■ PROBLEMS TO WORK ON:
A – According to the text on Amazon's Buy with Prime program, by what date will the service be available to all U.S. sellers?
B – List every capability that the text on Amazon's Buy with Prime program says the program or its new add-on offers to shoppers or merchants.
C – Pick up the text on Amazon's Buy with Prime program after its final sentence and keep writing.

■ DOCUMENT EXTRACT:
-----

The Buy with Prime program, first announced last April, allows Prime members to check out on other retailers’ sites using their Amazon account and receive free, two-day delivery. The service launched as an invite-only program, but will become available to all U.S. sellers by Jan. 31, Amazon said.
The e-retailer also announced a new add-on to the program that lets merchants show reviews and ratings from their Amazon listings on their sites.
The wider rollout of Buy with Prime comes as Amazon confronts slowing sales growth and an extended stretch of economic uncertainty, prompting CEO Andy Jassy to take a close look at the company’s expenses and execute the largest round of layoffs in its history. Amazon is now under pressure to find new revenue streams as its retail and cloud computing businesses have struggled to maintain the rapid expansion investors grew to expect, especially at the height of the pandemic.
Amazon did not disclose how much it charges merchants to use Buy with Prime. The company said pricing includes fulfillment and storage fees, which can differ depending on the sellers’ inventory.

-----

■ THE DATA:
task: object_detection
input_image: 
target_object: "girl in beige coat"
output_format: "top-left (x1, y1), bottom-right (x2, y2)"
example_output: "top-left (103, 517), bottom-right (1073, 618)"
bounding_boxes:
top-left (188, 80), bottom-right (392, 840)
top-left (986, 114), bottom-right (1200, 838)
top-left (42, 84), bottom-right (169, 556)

-----

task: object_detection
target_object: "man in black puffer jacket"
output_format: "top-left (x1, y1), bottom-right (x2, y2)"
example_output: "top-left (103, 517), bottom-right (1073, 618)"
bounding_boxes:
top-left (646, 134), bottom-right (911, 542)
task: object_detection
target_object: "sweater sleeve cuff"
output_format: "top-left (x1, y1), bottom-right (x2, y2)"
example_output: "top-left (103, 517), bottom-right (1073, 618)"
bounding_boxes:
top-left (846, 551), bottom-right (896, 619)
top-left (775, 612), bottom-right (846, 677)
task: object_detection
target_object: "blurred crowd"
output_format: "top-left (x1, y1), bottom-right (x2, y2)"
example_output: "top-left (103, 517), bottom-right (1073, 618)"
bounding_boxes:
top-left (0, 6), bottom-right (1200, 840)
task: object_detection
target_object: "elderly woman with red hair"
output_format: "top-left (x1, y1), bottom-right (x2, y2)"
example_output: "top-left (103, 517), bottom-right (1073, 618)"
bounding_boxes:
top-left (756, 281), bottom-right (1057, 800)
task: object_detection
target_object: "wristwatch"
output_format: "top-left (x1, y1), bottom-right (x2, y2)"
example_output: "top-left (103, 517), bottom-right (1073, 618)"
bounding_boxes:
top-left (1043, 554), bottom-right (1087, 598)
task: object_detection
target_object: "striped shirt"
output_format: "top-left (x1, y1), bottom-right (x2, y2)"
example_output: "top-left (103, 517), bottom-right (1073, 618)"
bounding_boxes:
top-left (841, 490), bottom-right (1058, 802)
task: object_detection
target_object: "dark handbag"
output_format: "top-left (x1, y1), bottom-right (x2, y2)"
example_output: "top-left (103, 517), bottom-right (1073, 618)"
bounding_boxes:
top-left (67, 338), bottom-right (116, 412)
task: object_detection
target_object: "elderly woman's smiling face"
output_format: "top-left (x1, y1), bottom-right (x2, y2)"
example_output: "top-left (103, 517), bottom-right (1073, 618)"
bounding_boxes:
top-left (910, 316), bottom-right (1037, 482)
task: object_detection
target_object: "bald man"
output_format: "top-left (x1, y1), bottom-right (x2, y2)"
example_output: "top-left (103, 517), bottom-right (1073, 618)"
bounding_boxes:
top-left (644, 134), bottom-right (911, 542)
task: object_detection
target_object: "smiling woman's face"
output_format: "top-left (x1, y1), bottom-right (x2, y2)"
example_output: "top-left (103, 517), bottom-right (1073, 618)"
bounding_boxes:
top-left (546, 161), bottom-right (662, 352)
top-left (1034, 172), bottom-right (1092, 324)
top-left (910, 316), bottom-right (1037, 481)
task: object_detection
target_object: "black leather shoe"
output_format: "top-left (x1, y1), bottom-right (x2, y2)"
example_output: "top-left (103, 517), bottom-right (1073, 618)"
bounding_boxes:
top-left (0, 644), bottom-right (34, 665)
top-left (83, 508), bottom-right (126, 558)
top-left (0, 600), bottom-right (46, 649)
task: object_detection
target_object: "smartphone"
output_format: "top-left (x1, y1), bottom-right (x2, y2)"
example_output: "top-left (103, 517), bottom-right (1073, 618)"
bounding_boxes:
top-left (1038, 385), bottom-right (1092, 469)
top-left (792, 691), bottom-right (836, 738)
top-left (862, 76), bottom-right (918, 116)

-----

■ ANSWER SECTION:
A – Jan. 31

B –
- Prime members can check out on other retailers' sites using their Amazon account.
- Prime members receive free, two-day delivery.
- Merchants can show reviews and ratings from their Amazon listings on their own sites (the new add-on).

C –
Amazon’s third-party marketplace has become the centerpiece of its dominant e-commerce business, accounting for more than half of its retail sales. The company also makes money from charging sellers to ship and store their goods in its warehouses, collecting commissions and other add-on services. Revenue from third-party seller services surged 18% in the third quarter from a year earlier to $28.7 billion.
Buy with Prime stands to put Amazon in more direct competition with the likes of Shopify and BigCommerce, which have appealed to sellers looking to grow their online presence by offering them tools to manage their direct-to-consumer websites.
The reviews add-on, which Buy with Prime members can use at no extra cost, is the “first foray” into expanding the program with additional features, said Buy with Prime Vice President Peter Larsen.
Sellers cannot control the reviews that show up on their websites — for instance, they can’t cull negative reviews — in order to keep the feature trustworthy.